>> Begin Working data
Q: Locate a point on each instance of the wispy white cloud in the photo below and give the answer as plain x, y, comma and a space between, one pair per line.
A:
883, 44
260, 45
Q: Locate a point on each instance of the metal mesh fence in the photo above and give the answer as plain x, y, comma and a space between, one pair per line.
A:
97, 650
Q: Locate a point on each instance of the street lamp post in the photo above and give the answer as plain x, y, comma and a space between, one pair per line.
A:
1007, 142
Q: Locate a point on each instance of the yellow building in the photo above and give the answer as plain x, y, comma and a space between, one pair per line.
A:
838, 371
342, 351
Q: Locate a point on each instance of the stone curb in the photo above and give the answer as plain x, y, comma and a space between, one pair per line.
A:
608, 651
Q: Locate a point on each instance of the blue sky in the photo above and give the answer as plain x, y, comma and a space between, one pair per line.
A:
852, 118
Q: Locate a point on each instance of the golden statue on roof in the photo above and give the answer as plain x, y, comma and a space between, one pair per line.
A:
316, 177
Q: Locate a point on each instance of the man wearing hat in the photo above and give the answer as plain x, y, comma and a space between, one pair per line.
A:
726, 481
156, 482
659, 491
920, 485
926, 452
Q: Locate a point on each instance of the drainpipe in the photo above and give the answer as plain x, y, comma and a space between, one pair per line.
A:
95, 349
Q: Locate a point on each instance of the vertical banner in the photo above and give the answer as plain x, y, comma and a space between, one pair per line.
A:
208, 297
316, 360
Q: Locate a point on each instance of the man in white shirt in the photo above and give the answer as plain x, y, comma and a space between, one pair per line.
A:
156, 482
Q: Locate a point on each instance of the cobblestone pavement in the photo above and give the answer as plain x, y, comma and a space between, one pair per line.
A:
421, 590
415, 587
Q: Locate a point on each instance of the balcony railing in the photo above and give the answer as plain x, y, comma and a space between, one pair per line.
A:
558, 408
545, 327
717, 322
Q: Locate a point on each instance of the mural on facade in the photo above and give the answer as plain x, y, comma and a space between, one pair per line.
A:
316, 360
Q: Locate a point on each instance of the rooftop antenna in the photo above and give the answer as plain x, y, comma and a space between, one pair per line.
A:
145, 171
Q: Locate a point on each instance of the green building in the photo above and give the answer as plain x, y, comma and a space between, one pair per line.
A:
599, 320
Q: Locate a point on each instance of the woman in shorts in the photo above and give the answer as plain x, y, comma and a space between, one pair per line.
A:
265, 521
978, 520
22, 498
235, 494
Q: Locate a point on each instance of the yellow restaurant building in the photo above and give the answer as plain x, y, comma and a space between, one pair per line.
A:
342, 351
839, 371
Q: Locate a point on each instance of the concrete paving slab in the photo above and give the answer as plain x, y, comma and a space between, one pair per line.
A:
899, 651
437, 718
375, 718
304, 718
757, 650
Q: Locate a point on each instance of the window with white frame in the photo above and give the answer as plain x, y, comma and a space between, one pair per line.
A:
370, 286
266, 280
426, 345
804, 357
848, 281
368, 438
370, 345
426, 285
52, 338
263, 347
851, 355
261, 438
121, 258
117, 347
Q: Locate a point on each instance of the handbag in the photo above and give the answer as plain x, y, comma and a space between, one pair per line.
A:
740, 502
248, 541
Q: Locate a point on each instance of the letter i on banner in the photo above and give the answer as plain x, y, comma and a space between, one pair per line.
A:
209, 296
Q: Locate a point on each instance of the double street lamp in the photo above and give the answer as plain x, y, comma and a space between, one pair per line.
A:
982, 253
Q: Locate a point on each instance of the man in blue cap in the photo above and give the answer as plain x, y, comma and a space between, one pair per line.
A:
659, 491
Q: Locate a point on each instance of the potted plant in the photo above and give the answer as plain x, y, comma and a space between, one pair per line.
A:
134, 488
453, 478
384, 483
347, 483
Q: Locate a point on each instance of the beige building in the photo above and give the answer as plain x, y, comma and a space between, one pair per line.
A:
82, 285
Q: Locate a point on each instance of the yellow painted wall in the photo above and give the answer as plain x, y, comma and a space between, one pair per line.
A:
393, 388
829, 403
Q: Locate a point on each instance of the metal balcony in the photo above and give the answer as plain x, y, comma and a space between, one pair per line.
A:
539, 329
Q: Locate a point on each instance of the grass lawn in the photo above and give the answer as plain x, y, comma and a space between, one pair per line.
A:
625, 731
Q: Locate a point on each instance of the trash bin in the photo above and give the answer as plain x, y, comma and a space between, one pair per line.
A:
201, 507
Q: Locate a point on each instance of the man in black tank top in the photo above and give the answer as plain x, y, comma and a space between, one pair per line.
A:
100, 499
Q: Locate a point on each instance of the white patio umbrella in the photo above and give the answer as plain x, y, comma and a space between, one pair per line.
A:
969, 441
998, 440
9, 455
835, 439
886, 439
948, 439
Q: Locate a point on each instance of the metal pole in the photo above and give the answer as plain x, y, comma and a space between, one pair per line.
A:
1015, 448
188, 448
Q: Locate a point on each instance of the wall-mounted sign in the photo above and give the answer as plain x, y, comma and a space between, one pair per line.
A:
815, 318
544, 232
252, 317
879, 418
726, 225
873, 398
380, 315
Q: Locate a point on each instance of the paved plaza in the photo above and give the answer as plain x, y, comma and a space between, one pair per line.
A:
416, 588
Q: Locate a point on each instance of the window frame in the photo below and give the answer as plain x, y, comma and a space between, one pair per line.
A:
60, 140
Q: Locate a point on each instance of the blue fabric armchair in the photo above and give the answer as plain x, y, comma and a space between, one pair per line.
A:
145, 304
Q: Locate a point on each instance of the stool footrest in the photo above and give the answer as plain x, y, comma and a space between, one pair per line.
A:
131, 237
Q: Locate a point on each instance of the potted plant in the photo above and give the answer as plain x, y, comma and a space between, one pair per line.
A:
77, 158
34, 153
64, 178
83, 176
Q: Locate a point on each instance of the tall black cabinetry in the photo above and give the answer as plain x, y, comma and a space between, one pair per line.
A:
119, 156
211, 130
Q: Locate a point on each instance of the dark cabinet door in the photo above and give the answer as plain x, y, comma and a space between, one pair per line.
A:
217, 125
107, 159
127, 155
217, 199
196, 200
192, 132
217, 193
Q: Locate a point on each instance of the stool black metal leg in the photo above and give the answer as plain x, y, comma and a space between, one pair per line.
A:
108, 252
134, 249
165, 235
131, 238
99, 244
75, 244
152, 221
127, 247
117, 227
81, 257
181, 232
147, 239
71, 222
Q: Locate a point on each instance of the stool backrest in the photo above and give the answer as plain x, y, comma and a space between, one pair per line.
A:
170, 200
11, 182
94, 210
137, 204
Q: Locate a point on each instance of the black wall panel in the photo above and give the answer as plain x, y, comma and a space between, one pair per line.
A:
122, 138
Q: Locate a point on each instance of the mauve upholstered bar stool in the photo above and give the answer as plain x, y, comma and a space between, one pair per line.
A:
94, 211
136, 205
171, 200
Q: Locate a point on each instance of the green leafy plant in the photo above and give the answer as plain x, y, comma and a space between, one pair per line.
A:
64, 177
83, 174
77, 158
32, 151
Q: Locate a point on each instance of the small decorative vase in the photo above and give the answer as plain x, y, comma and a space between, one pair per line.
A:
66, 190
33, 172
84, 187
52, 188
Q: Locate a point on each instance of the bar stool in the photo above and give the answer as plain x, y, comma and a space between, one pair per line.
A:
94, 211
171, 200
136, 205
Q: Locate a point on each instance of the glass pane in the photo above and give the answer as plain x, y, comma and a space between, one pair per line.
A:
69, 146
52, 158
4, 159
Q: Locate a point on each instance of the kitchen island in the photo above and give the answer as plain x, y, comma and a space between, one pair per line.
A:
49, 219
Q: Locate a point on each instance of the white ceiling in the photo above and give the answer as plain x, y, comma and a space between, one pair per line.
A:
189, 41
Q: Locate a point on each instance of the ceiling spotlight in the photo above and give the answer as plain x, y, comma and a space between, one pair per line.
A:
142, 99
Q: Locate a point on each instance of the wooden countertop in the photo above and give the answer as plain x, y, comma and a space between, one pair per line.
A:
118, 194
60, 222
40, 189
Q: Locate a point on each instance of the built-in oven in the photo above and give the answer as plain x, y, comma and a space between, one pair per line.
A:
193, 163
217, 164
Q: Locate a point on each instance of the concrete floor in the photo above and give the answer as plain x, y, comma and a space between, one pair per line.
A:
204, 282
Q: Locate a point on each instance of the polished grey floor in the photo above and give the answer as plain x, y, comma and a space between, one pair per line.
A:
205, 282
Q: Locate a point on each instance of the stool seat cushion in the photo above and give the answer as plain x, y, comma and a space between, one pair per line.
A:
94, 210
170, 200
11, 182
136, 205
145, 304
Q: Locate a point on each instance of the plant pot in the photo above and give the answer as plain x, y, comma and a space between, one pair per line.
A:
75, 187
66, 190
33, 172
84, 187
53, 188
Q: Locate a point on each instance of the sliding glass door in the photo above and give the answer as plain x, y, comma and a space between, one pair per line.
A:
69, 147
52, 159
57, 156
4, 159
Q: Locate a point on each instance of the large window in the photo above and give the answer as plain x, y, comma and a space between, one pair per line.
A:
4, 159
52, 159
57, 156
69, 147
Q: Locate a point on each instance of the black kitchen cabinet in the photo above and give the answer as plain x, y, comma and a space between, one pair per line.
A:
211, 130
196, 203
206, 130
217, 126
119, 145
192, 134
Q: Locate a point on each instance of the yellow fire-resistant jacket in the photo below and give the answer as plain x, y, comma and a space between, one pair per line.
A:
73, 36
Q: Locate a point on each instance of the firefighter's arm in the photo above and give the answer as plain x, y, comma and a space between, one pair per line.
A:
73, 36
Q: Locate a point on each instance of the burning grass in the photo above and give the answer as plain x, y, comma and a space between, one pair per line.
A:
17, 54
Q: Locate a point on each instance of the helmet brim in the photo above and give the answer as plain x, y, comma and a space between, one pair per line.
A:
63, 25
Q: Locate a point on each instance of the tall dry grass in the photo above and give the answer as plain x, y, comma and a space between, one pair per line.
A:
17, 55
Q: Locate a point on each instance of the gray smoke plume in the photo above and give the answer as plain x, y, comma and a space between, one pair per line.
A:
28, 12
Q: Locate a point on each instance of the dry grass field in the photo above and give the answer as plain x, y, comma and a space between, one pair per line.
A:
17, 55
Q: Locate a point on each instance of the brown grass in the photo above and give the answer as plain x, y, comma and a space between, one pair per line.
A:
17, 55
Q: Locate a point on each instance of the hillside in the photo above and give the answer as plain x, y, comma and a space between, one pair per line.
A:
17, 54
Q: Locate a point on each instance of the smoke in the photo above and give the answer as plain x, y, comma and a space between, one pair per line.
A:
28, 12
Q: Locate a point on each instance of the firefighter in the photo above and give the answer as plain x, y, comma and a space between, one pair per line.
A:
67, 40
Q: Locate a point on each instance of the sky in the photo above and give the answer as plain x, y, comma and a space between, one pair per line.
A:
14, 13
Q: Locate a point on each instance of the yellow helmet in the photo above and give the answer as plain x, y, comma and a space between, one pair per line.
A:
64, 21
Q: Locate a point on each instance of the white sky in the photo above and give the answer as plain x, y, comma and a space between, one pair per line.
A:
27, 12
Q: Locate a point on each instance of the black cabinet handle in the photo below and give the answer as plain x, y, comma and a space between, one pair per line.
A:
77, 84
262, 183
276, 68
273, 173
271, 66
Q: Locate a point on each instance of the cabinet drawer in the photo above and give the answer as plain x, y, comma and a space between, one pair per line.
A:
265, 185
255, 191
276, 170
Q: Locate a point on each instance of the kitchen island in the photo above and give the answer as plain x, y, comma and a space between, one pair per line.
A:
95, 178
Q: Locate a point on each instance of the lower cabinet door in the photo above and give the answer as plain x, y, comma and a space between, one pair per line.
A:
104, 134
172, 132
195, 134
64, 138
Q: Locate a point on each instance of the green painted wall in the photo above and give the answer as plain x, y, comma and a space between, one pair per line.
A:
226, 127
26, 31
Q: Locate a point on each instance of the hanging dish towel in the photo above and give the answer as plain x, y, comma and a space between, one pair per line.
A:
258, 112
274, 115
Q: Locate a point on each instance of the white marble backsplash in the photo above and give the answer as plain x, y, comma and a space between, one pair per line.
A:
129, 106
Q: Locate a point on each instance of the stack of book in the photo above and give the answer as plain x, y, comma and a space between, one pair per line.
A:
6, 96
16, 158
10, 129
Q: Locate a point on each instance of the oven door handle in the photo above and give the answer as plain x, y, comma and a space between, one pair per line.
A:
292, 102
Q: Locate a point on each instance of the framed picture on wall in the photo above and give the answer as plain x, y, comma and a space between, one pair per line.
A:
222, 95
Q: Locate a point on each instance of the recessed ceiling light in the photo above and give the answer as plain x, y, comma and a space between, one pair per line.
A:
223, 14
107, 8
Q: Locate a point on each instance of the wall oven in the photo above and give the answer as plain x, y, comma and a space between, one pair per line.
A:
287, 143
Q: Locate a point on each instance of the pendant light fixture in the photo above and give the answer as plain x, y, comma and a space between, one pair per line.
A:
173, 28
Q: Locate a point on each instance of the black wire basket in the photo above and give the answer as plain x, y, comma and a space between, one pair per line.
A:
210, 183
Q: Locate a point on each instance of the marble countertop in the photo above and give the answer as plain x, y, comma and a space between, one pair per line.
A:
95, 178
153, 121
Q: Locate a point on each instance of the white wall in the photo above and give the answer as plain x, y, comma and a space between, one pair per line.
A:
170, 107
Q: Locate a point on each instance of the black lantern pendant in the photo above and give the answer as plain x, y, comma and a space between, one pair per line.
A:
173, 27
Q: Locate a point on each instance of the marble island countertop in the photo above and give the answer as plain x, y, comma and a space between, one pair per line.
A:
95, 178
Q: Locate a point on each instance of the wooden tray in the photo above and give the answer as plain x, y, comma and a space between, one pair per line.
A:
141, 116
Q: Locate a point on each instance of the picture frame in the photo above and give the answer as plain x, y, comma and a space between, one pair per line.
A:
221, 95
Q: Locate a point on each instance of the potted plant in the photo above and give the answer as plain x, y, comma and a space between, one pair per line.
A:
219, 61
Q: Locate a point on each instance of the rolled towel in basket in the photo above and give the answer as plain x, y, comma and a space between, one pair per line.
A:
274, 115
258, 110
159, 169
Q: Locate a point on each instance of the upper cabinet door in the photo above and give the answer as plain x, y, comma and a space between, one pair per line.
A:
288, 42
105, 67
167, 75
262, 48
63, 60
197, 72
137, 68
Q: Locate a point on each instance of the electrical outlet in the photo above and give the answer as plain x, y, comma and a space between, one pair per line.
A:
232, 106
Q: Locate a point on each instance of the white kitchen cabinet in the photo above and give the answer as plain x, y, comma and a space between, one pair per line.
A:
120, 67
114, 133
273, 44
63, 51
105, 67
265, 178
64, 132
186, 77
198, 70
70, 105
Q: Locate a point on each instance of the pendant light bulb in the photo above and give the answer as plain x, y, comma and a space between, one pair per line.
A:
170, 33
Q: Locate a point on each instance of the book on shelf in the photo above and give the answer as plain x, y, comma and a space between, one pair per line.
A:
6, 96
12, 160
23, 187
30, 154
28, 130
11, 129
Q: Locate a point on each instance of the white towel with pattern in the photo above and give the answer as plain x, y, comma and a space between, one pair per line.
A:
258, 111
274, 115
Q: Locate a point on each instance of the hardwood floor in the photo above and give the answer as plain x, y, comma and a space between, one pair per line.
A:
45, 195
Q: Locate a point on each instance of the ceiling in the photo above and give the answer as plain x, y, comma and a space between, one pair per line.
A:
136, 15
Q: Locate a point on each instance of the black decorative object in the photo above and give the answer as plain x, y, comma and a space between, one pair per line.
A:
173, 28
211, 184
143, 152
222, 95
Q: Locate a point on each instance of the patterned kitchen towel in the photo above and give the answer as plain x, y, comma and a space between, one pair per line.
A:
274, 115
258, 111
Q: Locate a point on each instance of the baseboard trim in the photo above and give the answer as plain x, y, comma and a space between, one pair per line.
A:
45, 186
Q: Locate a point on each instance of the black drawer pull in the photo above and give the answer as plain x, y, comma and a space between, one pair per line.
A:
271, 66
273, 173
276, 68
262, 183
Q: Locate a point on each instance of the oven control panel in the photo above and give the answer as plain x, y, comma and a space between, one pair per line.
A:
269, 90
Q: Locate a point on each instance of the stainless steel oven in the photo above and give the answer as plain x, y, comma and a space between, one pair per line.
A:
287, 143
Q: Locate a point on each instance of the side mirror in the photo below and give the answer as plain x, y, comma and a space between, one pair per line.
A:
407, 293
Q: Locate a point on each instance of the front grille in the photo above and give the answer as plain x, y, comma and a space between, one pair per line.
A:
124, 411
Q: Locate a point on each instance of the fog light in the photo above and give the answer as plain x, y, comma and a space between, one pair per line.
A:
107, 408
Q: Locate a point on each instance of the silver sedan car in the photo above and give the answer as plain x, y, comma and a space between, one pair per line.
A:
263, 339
>> End Working data
(What you should do): Find "Q: Locate a point on each instance of the ceiling in" in the data above, then repeat that line and all lines after it exactly, ending with the final line.

(Output):
Q: Locate a point on each instance of the ceiling in the photo above and give the answer as plain x, y, comma and a space between, one pair per line.
A:
136, 15
Q: Locate a point on each instance of the black decorative object in the photo above and give the answer as plain x, y, comma and a space between, one pair per line.
A:
173, 28
211, 184
143, 152
222, 95
Q: Locate a point on each instance of the patterned kitchen towel in the photo above and give the answer as plain x, y, comma and a space between, one pair per line.
A:
274, 115
258, 111
Q: Locate a point on each instance of the baseboard trim in the photo above and give the answer as plain x, y, comma and a space between, one pair per line.
A:
45, 186
Q: Locate a point on each instance of the black drawer pull in the photo above and give the answer as plain x, y, comma and a space between, one pair per line.
A:
271, 66
273, 173
276, 68
262, 183
Q: Locate a point on each instance of the oven control panel in the photo above and give the answer as plain x, y, comma and a space between, one pair per line.
A:
269, 90
Q: Locate a point on each instance of the stainless steel oven in the photo above and give the answer as plain x, y, comma and a space between, one pair per line.
A:
287, 143
Q: Locate a point on each instance of the side mirror in the photo below and give the answer as plain x, y, comma and a space between, one pair per line.
A:
407, 293
Q: Locate a point on each instance of the front grille in the photo above and give the answer as plain x, y, comma and a space between, one pair per line.
A:
124, 411
Q: Locate a point on each instance of the fog light in the photo above and give the answer as plain x, y, comma and a space between, one pair per line.
A:
107, 408
Q: Locate a point on each instance of the silver sedan car in the photo above and give the answer as plain x, y, comma and a space between, one pair per line.
A:
263, 339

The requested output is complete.